== Excerpted records
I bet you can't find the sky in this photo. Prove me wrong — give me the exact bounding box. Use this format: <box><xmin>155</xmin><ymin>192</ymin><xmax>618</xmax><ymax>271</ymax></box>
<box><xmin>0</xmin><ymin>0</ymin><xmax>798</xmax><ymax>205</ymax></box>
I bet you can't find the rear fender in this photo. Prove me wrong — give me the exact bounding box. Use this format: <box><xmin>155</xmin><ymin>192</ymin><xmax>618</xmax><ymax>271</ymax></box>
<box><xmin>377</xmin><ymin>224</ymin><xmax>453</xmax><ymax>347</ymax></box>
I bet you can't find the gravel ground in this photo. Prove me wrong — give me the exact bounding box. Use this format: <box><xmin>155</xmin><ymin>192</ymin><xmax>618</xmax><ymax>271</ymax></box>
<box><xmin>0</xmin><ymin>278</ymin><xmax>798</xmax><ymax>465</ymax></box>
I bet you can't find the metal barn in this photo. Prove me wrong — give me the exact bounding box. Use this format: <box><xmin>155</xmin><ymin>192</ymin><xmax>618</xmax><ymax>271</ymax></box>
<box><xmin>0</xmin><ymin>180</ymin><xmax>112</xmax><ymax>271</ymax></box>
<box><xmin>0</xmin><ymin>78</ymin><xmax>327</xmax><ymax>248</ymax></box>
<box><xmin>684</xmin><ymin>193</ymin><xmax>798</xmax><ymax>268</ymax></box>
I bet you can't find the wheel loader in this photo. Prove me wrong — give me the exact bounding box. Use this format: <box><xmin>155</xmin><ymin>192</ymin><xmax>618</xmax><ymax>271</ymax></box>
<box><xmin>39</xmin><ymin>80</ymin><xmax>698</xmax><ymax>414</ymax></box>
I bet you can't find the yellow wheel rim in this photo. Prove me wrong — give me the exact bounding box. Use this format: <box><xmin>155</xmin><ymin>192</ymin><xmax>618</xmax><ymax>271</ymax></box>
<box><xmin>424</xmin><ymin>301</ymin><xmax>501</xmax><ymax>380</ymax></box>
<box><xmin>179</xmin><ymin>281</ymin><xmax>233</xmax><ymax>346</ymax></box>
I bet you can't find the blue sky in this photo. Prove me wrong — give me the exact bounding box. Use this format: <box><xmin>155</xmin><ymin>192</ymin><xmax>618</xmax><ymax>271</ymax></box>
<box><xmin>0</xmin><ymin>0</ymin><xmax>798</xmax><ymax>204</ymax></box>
====
### Task instructions
Rescale the lines from the one containing "I bet you can't find the yellow" through the end of the records, including both ends, and reproduce them in full with the requests. Multiply every bounding box coordinate in the answers by 1.65 and round to whole numbers, rounding halves up, but leave the numbers in the requests and their format samples unchanged.

### Result for this exercise
I bet you can't find the yellow wheel rim in this photo. Prove me wrong — give me the exact bounding box. Use this format: <box><xmin>155</xmin><ymin>192</ymin><xmax>618</xmax><ymax>271</ymax></box>
<box><xmin>700</xmin><ymin>497</ymin><xmax>827</xmax><ymax>627</ymax></box>
<box><xmin>295</xmin><ymin>464</ymin><xmax>384</xmax><ymax>571</ymax></box>
I bet you can't find the blue sky in this photo. Prove me wrong — give me the exact bounding box. Use this format: <box><xmin>155</xmin><ymin>192</ymin><xmax>618</xmax><ymax>271</ymax></box>
<box><xmin>0</xmin><ymin>0</ymin><xmax>1317</xmax><ymax>337</ymax></box>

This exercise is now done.